» Page excerpt:
%%
Can two fuseable pairs be decoded in the same clock cycle?

Asked 12/11, 2021 at 3:12 Answered 12/11, 2021 at 8:12

Solved assembly x86 cpu intel cpu-architecture

I'm trying to verify the conclusion that two fuseable pairs can be decoded in the same clock cycle, using my Intel i7-10700 and ubuntu 20.04.

The test code is arranged like below, and it is copied like 8000 times to avoid the influence of LSD and DSB (to use MITE mostly).

ALIGN 32
.loop_1:
    dec ecx
    jge .loop_2
.loop_2:
    dec ecx
    jge .loop_3
.loop_3:
    dec ecx
    jge .loop_4
.loop_4:
.loop_5:
    dec ecx
    jge .loop_6

The test result tells that only one pair is fused in a single cycle. ( r479 div r1002479 )

 Performance counter stats for process id '22597':

   120,459,876,711      cycles                                                      
    35,514,146,968      instructions     #    0.29  insn per cycle         
    17,792,584,278      r479             # r479: Number of uops delivered                     
                                         # to Instruction Decode Queue (IDQ) from MITE path                                  
        50,968,497      r4002479        
                                         
                                                  
    17,756,894,879      r1002479         # r1002479: Cycles MITE is delivering any Uop                                              

      26.444208448 seconds time elapsed

I don't think Agner's conclusion is wrong. Therefore, is there something wrong with my perf usage, or did I fail to find insights in the code?

Excited answered 12/11, 2021 at 3:12 Comment(1)

@AlexGuteniev Full version of my code. It's a little bit ugly and very redundant. – Excited 12/11, 2021 at 8:52

On Haswell and later, yes. On Ivy Bridge and earlier, no.
%%
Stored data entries
%%
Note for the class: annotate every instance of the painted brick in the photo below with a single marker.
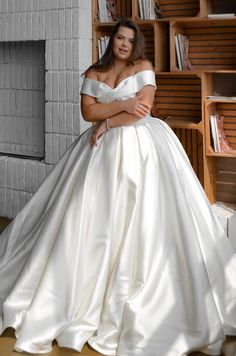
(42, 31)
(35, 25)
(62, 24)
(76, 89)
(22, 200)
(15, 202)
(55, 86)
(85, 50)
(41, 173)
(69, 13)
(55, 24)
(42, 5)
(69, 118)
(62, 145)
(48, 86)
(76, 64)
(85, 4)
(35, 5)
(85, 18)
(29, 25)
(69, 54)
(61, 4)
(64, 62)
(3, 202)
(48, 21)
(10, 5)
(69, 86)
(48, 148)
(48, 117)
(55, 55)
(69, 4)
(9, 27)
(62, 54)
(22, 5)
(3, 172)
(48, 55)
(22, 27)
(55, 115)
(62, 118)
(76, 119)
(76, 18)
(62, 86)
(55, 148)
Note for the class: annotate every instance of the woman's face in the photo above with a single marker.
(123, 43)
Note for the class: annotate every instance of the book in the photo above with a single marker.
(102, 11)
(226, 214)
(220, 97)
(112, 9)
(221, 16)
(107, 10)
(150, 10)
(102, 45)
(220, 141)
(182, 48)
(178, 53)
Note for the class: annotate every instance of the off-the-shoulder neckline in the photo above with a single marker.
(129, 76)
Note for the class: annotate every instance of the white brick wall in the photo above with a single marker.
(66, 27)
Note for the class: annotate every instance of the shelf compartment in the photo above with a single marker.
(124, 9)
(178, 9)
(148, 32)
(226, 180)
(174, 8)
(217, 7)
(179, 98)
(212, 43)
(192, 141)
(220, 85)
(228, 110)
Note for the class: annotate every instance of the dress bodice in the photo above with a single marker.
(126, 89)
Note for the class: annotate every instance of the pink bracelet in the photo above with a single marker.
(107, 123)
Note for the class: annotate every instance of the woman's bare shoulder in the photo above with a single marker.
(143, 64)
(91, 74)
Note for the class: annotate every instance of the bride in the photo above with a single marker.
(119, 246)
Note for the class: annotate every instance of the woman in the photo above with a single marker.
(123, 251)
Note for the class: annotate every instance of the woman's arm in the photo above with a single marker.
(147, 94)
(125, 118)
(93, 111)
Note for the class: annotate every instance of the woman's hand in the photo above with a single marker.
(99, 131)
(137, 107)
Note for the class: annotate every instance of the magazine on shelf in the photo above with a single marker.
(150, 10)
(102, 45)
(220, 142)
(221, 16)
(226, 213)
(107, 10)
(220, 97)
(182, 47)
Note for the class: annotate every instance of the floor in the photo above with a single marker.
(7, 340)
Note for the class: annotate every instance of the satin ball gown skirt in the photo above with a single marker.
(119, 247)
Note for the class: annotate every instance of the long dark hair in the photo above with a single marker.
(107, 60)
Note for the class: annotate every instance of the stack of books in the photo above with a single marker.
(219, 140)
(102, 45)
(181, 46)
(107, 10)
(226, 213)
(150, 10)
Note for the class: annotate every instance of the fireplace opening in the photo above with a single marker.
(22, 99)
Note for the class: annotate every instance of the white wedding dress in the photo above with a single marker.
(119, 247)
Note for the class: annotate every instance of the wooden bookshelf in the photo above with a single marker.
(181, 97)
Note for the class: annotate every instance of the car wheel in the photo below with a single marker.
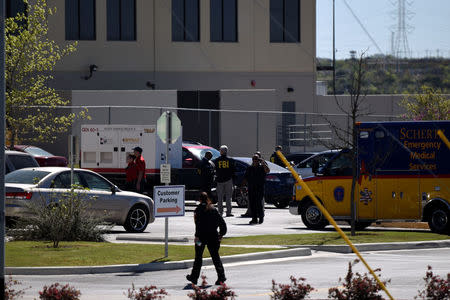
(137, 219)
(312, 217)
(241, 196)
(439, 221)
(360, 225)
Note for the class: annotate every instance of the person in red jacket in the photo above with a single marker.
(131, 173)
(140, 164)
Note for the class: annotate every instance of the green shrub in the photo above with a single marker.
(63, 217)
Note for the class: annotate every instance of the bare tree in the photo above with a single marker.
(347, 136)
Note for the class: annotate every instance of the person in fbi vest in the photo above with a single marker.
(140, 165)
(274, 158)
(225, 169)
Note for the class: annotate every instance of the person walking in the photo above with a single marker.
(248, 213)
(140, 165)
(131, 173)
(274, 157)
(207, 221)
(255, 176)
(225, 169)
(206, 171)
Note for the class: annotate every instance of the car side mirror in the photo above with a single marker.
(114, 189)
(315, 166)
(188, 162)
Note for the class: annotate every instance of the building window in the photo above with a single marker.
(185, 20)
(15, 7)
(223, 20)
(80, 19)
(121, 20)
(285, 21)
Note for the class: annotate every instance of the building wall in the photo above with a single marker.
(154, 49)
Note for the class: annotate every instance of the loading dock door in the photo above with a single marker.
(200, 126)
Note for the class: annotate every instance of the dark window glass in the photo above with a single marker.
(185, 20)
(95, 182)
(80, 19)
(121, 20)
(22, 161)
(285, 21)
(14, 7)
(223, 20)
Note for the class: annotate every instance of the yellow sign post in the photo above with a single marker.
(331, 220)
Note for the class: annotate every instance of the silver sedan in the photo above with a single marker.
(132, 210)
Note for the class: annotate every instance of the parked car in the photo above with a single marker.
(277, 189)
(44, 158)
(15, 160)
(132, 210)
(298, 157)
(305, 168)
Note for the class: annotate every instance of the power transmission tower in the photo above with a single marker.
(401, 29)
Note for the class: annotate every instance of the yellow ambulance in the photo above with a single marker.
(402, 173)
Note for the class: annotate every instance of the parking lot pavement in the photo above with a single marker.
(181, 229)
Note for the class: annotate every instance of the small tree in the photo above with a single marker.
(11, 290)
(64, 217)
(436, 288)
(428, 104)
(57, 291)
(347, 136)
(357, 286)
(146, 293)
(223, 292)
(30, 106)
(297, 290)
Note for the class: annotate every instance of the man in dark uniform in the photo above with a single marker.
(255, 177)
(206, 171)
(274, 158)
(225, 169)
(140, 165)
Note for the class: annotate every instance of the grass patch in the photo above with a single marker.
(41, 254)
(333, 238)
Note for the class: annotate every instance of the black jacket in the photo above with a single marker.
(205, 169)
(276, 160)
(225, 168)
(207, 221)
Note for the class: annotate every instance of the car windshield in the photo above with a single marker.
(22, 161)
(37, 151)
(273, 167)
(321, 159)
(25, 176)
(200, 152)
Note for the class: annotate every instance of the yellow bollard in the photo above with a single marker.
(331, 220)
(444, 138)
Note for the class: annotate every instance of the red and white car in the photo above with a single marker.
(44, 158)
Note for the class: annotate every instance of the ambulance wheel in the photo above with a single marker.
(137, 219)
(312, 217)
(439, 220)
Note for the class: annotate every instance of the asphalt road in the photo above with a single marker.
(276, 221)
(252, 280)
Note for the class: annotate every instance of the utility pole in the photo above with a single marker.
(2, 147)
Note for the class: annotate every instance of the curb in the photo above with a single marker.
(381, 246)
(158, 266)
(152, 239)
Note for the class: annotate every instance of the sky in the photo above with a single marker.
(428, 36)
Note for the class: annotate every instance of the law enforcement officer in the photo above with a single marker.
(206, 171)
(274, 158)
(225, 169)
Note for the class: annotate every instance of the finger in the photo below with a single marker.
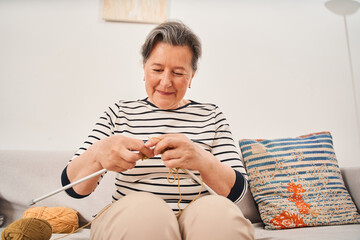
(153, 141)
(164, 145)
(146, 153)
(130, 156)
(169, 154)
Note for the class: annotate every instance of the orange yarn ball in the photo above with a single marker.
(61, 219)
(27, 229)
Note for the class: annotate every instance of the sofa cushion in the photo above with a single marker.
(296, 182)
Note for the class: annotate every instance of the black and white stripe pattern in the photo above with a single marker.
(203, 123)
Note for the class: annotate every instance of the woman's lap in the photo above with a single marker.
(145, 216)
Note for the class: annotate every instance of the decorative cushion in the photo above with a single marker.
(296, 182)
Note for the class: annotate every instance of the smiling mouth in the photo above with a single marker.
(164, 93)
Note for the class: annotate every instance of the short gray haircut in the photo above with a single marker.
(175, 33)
%%
» Required tasks:
- a) Retype the stretch of the fuseable-pairs thread from "I'm trying to" through "use MITE mostly).".
- b) In the fuseable-pairs thread, what CPU and operating system did the asker run the test on?
- c) Proceed with the fuseable-pairs thread, picking up after its final line.
The records aren't needed for any of this.

» Task responses:
- a)
I'm trying to verify the conclusion that two fuseable pairs can be decoded in the same clock cycle, using my Intel i7-10700 and ubuntu 20.04.

The test code is arranged like below, and it is copied like 8000 times to avoid the influence of LSD and DSB (to use MITE mostly).

- b) An Intel i7-10700 running Ubuntu 20.04.

- c)
On Ice Lake and later, Agner Fog says macro-fusion is done right after decode, instead of in the decoders which required the pre-decoders to send the right chunks of x86 machine code to decoders accordingly. (And Ice Lake has slightly different restrictions: Instructions with a memory operand cannot fuse, unlike previous CPU models. Instructions with an immediate operand can fuse.) So on Ice Lake, macro-fusion doesn't let the decoders handle more than 5 instructions per clock.

Wikichip claims that only 1 macro-fusion per clock is possible on Ice Lake, but that's probably incorrect. Harold tested with my microbenchmark on Rocket Lake and found the same results as Skylake. (Rocket Lake uses a Cypress Cove core, a variant of Sunny Cove back-ported to a 14nm process, so it's likely that it's the same as Ice Lake in this respect.)

Your results indicate that uops_issued.any is about half instructions, therefore you are seeing macro-fusion of most pairs. (You could also look at the uops_retired.macro_fused perf event. BTW, modern perf has symbolic names for most uarch-specific events: use perf list to see them.)

The decoders will still produce up-to-four or even five uops per clock on Skylake-derived microarchitectures, though, even if they only make two macro-fusions. You didn't look at how many cycles MITE is active, so you can't see that execution stalls most of the time, until there's room in the ROB / RS for an issue-group of 4 uops. And that opens up space in the IDQ for a decode group from MITE.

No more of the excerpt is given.